■ TASK REQUIREMENTS: Rewrite everything below, from the line containing "Where can the car hood" down to the line containing "<point>457,266</point>", with both of those lines included. Shift every x and y coordinate in the answers up by 81, and leave the requests and their sample points unchanged.

■ DATASET RECORDS:
* start *
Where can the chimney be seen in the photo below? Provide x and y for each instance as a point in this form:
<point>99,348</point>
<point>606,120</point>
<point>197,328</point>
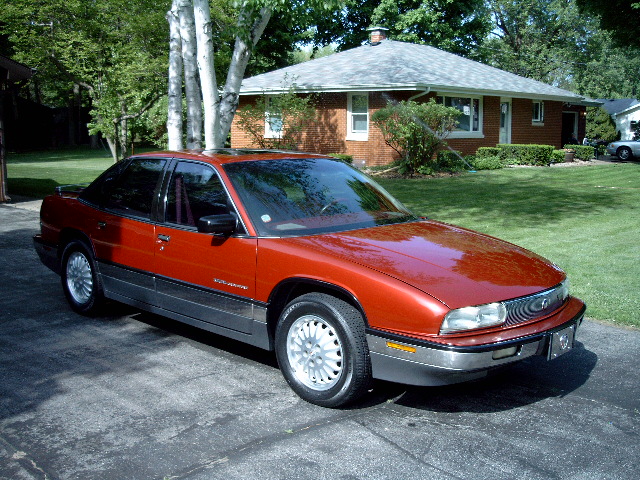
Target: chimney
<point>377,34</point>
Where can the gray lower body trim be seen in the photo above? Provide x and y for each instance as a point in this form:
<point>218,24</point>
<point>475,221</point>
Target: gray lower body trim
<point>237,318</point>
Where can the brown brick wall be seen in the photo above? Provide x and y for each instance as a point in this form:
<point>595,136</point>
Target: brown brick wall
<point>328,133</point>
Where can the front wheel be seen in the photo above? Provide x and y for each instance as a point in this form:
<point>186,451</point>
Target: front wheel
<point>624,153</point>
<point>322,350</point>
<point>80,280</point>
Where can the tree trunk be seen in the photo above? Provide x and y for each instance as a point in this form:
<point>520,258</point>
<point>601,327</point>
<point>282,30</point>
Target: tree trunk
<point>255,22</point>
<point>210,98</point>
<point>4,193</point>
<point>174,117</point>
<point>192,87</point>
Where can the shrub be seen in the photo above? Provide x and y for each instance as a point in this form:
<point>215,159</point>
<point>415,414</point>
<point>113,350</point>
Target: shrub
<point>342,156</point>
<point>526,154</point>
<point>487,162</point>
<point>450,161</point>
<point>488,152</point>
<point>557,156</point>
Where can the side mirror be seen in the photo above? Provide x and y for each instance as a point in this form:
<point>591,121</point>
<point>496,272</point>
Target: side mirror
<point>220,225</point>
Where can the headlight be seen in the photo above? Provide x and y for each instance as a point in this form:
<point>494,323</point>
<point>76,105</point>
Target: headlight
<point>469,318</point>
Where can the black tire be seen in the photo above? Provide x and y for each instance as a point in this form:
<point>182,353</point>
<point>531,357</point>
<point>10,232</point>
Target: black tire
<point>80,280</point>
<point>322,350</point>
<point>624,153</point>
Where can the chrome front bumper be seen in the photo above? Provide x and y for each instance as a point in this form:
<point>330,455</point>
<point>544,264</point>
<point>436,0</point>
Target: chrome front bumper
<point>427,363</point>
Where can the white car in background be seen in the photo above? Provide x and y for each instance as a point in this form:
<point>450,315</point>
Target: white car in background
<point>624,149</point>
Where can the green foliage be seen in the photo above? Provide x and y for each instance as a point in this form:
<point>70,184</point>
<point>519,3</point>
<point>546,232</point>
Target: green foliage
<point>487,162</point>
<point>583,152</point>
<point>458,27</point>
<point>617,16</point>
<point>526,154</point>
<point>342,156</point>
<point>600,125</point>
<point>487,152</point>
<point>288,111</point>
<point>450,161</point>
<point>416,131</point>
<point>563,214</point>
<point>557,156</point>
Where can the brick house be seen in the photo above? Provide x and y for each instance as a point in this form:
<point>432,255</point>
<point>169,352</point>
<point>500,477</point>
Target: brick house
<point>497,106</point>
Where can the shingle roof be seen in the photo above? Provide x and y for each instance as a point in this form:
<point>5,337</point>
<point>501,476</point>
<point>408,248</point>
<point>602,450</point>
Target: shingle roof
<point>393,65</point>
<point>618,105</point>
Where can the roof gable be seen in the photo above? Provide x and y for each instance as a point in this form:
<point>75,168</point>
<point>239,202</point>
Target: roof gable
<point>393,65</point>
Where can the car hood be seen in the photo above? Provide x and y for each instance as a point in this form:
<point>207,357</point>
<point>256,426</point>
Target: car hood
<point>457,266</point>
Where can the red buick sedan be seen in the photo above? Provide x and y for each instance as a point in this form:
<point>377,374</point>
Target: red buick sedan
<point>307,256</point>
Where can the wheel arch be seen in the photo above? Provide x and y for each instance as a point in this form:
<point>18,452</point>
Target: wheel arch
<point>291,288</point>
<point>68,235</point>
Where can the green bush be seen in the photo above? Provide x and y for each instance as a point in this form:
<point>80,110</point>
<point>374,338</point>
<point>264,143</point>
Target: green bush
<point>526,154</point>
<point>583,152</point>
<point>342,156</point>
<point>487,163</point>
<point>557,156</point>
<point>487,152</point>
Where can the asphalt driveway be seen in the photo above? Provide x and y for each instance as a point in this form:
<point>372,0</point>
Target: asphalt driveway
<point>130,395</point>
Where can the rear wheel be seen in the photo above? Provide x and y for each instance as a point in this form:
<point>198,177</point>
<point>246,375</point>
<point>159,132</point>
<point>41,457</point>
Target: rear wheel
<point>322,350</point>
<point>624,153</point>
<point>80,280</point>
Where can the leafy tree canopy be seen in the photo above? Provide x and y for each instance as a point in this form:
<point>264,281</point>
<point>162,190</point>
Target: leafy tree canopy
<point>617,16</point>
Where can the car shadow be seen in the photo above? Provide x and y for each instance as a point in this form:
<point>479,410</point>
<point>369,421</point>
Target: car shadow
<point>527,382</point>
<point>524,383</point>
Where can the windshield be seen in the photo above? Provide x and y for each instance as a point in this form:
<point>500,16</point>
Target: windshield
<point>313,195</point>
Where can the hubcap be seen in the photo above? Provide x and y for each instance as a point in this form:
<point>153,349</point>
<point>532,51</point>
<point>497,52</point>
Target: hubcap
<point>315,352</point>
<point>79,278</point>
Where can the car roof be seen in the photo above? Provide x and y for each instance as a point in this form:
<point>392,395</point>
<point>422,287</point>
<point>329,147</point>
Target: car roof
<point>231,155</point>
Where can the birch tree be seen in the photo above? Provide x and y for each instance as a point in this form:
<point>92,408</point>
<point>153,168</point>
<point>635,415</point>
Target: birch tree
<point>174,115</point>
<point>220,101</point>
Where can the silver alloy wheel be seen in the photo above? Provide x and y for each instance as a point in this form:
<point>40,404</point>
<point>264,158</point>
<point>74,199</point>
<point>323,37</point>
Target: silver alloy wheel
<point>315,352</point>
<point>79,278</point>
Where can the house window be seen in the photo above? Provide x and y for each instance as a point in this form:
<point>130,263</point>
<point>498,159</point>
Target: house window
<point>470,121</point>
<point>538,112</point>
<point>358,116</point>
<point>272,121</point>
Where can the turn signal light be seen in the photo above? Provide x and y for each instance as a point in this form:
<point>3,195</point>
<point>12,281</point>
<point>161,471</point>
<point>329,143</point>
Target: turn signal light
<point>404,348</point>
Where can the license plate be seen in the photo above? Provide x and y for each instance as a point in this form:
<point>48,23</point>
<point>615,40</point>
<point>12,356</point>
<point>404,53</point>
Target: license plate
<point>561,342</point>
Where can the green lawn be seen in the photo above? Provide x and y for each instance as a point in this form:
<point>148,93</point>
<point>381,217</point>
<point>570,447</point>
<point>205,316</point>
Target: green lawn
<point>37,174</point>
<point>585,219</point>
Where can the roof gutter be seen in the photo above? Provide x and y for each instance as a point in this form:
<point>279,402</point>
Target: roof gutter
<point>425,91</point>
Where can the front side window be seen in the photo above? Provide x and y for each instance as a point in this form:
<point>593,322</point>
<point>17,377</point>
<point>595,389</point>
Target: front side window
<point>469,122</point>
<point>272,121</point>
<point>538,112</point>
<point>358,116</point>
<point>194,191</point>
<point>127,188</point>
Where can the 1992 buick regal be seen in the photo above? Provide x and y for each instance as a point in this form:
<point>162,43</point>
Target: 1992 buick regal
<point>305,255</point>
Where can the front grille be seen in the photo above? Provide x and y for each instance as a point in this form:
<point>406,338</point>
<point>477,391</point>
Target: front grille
* end *
■ RESPONSE TO THE EXERCISE:
Where can the car hood be seen in the photo above? Provide x and y for each instance as a point in this form:
<point>207,357</point>
<point>256,426</point>
Target: car hood
<point>538,347</point>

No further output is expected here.